--- Work item A ---
In the transformer text below, rewrite the paragraph that begins "Only ~7 % of failures" as a short bulleted list that keeps its main figures and sources.
--- Work item B ---
Using the transformer text below, state whether each statement agrees with it. Answer yes or no and quote the words that decide it.
(i) The survey covered utilities in 27 countries.
(ii) Compared with the previous survey, bushings account for a smaller share of failures.
(iii) Tap changers are the most common failure location.
--- Work item C ---
According to the transformer text below, how many major failures did the CIGRE TB 939:2024 survey record?

--- Text ---
This guide distills the core principles of each framework into an actionable, integrated toolkit, empowering you to assess your transformer's health with confidence and precision.
Why rigorous DGA interpretation matters more than ever
The latest global transformer-reliability survey — CIGRE TB 939:2024 (WG A2.62, 66 utilities, 27 countries, 425,294 transformer-years, 1,204 major failures) — adds a sobering operational backdrop to this guide. Across the surveyed population:
- Electrical and dielectric failure modes together account for ~67 % of all major failures (36.3 % electrical + 31.0 % dielectric; TB 939 Table 10, p. 48).
- Windings, bushings and tap changers are the dominant failure locations at 37 %, 25 % and 19 % respectively (TB 939 Figure 26, p. 51). Bushings have roughly doubled their proportional share versus the previous WG A2.37 survey.
- Only ~7 % of failures are currently detected by laboratory DGA or online monitoring combined (3.1 % + 4.0 %; TB 939 Table 15, p. 58). 66.9 % are detected only when the transformer trips on differential protection, Buchholz, over-current or pressure relief (TB 939 §6.3.6, p. 59).

--- Image point grounding data ---
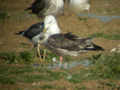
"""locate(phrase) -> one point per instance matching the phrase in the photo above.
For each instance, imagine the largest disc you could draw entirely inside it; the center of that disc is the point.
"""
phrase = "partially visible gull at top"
(79, 5)
(34, 34)
(47, 7)
(67, 43)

--- Answer space A ---
- About 7% of failures are detected by laboratory DGA (3.1%) and online monitoring (4.0%) combined (TB 939 Table 15, p. 58).
- 66.9% are detected only when the transformer trips on differential protection, Buchholz, over-current or pressure relief (TB 939 §6.3.6, p. 59).

--- Answer space B ---
(i) Yes: "66 utilities, 27 countries"
(ii) No: "Bushings have roughly doubled their proportional share versus the previous WG A2.37 survey."
(iii) No: "Windings, bushings and tap changers are the dominant failure locations at 37 %, 25 % and 19 % respectively"

--- Answer space C ---
1,204 major failures.